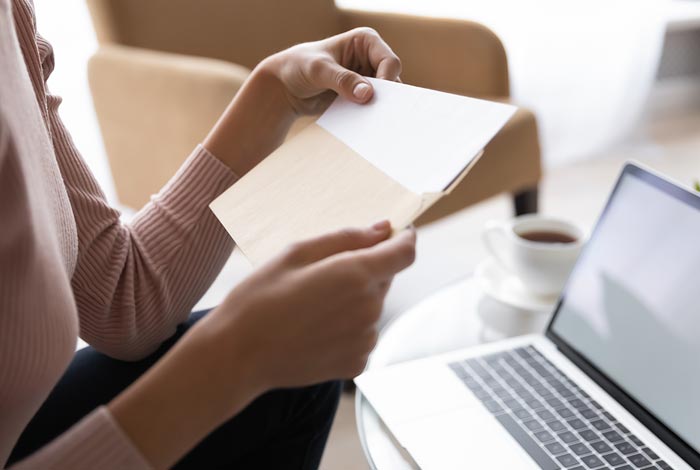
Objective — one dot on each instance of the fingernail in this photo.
(381, 226)
(361, 90)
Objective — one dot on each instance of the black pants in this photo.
(281, 429)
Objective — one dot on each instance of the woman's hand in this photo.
(310, 315)
(307, 316)
(301, 80)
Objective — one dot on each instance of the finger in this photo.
(316, 249)
(386, 259)
(345, 82)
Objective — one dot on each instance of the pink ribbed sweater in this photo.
(68, 266)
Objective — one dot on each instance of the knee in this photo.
(323, 399)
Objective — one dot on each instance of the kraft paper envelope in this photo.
(358, 164)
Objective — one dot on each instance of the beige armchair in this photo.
(166, 69)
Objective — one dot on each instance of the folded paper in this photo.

### PROBLEM TO WORK ON
Reproduce the records verbatim, omitting all images they contain.

### WORKED SOLUTION
Objective — one dot on each instance of the fingernail in this photo.
(381, 226)
(361, 90)
Objective — one dot on each instance of the black pants in this photo.
(281, 429)
Objective — one dot on each instance of the woman's hand in this photo.
(310, 315)
(307, 316)
(301, 80)
Objective — one dot on each instance of the finger in this photo.
(316, 249)
(386, 259)
(345, 82)
Objective — one dot on each instance of the pink ribbed sweater in this photo.
(68, 266)
Objective — one dot on each instance of the knee in this photo.
(323, 399)
Objective — one dot on each instance of the kraft paper envelope in this photo.
(358, 164)
Objective — one dot on each instance of the beige armchair in this photo.
(166, 69)
Objective — one dot on each instance of the folded paper in this photo.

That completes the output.